## GIVEN PROBLEM
Quote everything from the line containing "Pop quiz! Can you mark the grey" down to the line containing "[439,91,465,125]", reproducing those lines verbatim and nothing else.

## SUPPLIED INFORMATION

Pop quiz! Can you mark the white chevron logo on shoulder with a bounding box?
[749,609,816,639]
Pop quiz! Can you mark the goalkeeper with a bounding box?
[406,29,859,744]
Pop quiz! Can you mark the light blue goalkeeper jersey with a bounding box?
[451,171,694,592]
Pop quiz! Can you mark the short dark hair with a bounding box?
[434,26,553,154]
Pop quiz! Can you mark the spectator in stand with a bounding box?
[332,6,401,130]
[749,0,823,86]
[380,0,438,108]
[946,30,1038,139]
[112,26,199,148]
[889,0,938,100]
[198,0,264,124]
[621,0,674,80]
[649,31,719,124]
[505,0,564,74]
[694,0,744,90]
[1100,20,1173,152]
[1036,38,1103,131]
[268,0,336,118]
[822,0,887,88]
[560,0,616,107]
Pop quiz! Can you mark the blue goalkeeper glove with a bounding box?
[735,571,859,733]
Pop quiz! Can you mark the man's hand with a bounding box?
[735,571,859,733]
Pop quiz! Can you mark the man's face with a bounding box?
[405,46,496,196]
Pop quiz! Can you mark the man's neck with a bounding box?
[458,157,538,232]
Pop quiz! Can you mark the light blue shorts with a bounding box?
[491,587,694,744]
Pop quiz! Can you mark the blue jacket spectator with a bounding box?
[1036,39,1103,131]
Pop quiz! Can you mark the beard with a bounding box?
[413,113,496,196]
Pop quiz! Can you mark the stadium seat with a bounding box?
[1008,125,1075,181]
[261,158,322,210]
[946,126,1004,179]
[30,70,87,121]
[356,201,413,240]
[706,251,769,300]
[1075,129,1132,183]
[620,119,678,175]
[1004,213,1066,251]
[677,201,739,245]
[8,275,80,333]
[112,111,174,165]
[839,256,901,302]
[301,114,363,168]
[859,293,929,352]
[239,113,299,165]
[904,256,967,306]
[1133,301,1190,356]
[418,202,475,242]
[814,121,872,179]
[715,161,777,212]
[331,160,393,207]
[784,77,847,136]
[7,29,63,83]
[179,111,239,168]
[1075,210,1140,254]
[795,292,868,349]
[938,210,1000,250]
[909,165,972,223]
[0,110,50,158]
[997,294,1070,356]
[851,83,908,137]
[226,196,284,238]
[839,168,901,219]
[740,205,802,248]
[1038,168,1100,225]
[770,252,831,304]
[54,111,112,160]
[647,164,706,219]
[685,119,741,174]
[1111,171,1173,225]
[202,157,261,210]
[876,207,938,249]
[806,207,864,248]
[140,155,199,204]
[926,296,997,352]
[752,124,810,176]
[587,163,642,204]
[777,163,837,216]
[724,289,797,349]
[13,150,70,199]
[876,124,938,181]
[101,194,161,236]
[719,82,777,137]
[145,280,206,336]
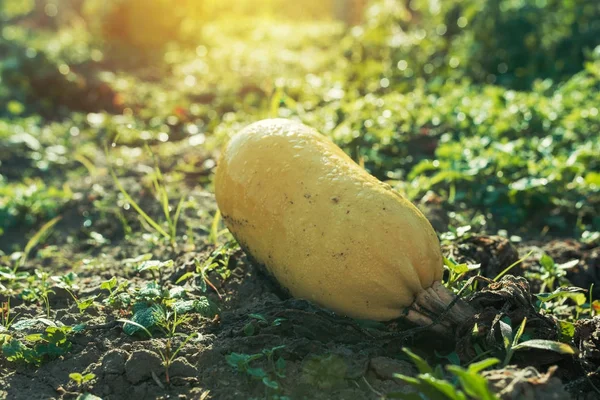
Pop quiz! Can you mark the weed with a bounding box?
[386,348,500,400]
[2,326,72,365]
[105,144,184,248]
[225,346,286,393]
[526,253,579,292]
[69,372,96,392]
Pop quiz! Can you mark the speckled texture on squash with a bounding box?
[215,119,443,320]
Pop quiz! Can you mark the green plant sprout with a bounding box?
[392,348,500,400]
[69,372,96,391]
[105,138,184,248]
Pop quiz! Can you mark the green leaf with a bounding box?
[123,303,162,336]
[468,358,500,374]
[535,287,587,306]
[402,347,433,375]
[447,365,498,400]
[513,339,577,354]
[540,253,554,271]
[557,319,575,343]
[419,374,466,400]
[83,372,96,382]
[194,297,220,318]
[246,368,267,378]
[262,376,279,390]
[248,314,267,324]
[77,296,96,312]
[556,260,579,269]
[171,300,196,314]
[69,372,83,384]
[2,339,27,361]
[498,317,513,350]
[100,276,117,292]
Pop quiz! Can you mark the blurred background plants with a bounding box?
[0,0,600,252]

* * *

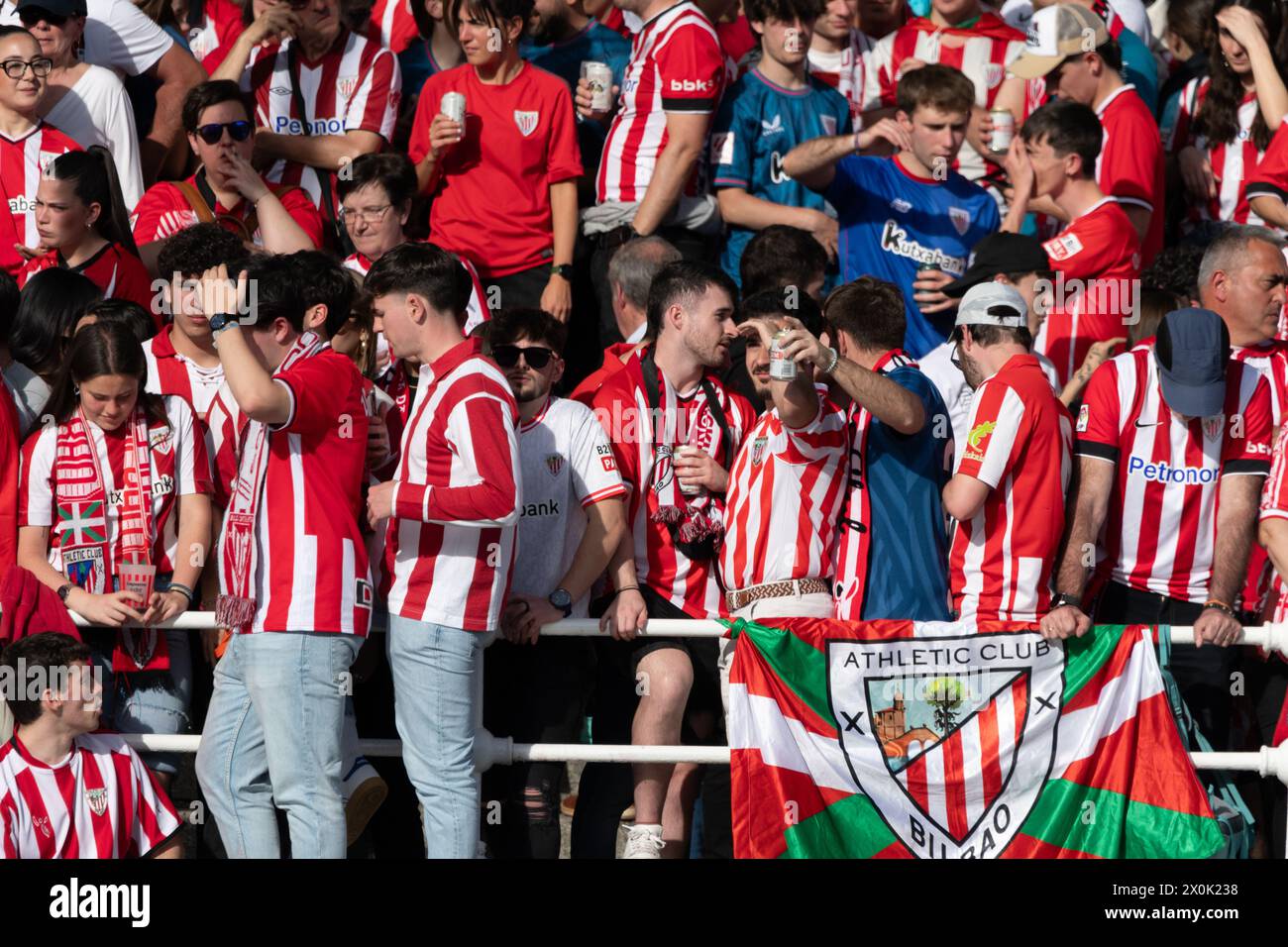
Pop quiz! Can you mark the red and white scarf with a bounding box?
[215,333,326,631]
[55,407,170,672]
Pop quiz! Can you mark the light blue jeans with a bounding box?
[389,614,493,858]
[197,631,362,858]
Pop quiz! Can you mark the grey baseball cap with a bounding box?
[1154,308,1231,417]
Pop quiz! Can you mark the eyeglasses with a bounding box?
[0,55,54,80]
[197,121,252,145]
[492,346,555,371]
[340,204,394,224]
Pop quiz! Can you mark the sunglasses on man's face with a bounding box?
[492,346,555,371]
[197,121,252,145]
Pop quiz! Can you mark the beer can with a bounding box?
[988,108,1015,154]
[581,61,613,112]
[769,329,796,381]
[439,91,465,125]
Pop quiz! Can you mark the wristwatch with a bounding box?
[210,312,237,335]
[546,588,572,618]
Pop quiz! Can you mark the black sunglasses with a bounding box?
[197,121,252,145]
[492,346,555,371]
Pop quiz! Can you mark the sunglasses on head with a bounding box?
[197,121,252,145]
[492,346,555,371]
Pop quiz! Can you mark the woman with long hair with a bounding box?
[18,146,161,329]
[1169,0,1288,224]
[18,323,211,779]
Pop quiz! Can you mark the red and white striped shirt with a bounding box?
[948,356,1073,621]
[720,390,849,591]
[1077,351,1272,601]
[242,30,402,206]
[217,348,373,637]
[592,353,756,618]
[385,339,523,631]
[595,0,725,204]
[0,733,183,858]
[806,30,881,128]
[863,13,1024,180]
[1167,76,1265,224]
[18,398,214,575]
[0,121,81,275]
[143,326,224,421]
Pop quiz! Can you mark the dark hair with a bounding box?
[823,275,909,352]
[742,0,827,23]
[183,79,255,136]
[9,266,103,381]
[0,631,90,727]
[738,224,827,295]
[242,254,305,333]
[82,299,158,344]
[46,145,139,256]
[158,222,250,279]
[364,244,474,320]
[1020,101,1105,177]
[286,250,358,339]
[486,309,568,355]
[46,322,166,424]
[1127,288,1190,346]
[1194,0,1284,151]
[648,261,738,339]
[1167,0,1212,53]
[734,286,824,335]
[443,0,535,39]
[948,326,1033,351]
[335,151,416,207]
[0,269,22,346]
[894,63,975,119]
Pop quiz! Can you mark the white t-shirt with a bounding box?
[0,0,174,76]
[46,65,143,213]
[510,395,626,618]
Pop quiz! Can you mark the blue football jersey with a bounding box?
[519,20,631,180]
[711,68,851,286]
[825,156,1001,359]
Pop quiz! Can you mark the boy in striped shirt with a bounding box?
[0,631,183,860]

* * *

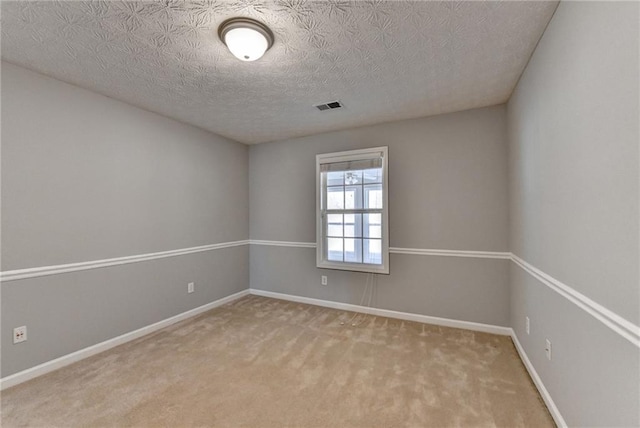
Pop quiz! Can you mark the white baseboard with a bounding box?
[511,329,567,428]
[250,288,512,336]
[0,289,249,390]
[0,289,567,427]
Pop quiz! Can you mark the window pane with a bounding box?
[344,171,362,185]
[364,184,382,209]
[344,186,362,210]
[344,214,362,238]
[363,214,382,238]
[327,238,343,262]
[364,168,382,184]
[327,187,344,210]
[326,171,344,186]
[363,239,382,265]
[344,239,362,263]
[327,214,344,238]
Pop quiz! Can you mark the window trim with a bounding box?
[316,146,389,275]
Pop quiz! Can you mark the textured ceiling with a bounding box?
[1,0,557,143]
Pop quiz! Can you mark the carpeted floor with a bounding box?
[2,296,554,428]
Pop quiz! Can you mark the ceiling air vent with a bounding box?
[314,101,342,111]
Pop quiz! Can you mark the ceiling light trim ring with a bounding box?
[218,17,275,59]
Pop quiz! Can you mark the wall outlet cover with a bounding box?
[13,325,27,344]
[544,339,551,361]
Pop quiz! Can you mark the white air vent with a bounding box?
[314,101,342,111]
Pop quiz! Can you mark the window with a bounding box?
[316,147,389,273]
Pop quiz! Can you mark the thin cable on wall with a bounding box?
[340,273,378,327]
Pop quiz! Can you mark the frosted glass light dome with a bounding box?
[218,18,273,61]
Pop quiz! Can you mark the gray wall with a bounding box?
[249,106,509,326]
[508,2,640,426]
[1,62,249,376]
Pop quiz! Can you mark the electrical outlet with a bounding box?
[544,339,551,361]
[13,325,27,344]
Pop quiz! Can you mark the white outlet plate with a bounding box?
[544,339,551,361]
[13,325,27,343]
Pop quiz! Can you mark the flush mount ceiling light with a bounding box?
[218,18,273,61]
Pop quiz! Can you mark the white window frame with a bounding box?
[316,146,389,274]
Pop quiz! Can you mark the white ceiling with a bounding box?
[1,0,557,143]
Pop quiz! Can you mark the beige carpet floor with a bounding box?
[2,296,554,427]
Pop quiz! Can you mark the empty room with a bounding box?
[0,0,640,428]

## REPLY
Pop quiz! Can you mark the grey baseball cap with a bounding box?
[1154,308,1231,417]
Pop quiz! Can you mark the eyeglasses with a bounding box?
[0,55,54,80]
[197,121,252,145]
[492,346,555,371]
[340,204,394,224]
Pop quiz! Can you mark the sunglasses on man's face with a bounding box?
[492,346,555,371]
[197,121,252,145]
Pop quiz! Can you mark the beer can with a bounding box?
[988,108,1015,154]
[581,61,613,112]
[769,329,796,381]
[439,91,465,125]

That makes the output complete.